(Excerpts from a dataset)
..........
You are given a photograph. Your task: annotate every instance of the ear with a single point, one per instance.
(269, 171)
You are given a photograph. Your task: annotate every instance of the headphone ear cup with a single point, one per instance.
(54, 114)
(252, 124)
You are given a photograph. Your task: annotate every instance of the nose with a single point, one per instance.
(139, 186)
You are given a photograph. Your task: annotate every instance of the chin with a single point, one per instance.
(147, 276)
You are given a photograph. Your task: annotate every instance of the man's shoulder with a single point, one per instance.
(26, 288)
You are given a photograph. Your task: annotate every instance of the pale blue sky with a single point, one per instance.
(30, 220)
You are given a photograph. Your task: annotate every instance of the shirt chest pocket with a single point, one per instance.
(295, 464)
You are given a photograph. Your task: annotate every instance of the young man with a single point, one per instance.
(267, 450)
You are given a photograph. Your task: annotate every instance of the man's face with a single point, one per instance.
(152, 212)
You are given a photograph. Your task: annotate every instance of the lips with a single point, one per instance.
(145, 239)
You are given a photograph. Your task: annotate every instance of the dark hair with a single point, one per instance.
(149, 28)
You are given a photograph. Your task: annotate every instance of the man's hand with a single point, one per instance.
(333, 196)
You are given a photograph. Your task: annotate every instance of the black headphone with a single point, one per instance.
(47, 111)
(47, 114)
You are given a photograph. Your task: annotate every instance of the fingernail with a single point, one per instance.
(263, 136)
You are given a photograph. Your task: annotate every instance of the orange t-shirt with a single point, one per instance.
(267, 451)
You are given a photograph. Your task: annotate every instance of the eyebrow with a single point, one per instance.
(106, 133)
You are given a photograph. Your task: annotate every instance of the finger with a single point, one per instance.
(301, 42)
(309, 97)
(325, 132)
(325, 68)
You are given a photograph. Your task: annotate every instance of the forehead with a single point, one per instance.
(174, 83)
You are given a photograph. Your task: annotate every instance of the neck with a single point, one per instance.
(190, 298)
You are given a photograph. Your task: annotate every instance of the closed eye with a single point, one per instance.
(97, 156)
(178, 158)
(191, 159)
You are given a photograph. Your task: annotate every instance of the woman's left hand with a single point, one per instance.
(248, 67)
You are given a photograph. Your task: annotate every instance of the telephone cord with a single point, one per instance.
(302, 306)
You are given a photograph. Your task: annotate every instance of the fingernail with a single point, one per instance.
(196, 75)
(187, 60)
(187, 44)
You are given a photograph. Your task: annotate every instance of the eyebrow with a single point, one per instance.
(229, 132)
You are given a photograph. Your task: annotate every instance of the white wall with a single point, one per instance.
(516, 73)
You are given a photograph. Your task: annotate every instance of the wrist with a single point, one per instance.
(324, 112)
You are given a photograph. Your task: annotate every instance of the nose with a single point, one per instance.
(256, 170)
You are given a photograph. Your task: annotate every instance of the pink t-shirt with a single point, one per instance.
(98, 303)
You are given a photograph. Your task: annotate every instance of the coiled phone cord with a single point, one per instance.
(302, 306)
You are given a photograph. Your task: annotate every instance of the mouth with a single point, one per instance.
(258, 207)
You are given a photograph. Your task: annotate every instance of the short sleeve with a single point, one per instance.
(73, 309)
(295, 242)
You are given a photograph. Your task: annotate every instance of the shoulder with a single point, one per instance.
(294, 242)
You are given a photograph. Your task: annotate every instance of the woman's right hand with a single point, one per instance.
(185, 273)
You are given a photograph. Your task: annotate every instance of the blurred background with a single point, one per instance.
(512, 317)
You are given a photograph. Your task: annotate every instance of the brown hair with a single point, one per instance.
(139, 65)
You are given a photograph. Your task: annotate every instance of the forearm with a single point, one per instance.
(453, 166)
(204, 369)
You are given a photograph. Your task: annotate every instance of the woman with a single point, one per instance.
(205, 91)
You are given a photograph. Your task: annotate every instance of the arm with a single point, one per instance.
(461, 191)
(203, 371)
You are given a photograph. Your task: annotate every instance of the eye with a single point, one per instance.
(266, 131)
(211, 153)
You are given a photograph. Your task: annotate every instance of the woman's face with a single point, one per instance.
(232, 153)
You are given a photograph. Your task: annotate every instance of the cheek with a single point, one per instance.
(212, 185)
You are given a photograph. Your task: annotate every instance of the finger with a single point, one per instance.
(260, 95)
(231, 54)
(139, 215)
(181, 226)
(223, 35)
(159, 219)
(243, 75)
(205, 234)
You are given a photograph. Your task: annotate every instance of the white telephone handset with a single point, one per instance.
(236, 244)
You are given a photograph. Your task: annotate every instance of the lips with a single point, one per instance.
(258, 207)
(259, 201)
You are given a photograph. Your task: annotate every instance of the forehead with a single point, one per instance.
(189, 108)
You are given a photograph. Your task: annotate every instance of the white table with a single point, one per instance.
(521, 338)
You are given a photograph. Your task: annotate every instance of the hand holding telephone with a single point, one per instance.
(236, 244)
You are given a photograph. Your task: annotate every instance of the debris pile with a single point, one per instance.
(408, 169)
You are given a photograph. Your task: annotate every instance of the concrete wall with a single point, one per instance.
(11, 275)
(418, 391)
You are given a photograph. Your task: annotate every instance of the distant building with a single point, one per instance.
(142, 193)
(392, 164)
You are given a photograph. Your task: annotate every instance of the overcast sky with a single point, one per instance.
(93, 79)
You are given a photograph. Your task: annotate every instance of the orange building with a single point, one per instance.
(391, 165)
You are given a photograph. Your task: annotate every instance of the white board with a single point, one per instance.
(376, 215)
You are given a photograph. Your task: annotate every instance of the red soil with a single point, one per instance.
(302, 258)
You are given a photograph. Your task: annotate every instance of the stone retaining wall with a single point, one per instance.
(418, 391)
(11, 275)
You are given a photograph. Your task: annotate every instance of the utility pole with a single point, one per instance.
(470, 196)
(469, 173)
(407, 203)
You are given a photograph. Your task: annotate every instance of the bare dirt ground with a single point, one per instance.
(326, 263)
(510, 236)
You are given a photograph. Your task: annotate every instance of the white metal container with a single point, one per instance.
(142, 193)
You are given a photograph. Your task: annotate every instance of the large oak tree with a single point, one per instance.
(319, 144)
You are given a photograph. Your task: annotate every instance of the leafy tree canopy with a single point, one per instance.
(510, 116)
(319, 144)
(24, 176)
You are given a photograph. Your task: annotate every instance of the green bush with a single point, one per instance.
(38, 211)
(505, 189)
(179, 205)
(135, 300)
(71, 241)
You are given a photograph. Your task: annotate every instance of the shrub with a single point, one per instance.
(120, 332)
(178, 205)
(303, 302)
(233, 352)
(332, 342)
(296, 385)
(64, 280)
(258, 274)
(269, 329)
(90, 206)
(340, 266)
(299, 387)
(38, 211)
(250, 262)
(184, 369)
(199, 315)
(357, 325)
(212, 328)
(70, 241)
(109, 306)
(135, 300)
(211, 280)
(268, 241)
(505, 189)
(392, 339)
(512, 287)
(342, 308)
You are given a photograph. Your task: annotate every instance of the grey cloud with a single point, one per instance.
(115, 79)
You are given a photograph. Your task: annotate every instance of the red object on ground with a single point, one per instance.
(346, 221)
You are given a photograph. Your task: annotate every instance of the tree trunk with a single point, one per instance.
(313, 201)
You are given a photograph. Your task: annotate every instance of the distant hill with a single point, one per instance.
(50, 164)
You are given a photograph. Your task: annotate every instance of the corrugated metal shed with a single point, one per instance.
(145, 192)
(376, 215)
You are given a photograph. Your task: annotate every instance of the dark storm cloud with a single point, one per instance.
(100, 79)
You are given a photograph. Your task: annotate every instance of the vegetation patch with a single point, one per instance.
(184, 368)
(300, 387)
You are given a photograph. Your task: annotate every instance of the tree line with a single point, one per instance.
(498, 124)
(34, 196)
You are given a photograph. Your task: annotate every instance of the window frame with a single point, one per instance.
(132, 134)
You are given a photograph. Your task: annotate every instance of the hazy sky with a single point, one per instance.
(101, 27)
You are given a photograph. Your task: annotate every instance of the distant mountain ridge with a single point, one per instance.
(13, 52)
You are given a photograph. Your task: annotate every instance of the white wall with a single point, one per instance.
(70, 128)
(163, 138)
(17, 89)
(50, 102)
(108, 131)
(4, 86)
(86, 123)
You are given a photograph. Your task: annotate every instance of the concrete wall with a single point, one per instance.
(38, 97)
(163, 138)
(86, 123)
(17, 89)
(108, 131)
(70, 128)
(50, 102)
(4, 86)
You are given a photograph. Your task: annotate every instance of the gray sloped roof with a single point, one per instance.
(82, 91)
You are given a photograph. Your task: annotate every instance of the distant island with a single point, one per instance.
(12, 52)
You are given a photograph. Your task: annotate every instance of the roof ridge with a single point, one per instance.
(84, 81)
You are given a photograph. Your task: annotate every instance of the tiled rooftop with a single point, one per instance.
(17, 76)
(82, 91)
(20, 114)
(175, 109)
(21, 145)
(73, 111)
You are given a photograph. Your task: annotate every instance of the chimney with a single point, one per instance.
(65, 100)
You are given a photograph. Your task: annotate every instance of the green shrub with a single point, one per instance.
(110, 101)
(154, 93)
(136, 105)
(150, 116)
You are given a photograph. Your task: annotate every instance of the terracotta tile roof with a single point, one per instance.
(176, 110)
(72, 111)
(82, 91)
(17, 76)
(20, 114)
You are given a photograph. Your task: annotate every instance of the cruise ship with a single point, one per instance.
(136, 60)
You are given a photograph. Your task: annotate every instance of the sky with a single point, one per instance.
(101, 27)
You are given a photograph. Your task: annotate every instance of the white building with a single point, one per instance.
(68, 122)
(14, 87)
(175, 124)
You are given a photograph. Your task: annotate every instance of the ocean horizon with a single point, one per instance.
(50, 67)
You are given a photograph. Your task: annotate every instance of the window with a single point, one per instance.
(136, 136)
..........
**YOUR GOAL:**
Beginning with the line that has "horizon with a single point, one per instance.", set down every line of the entries above through the final one, unchanged.

**TASK SOLUTION:**
You are given a photograph. Your task: annotate every instance of the ocean horizon with a single point, one per instance.
(50, 67)
You are given a photograph. Your task: annotate every instance of the window with a single point, one per instance.
(136, 136)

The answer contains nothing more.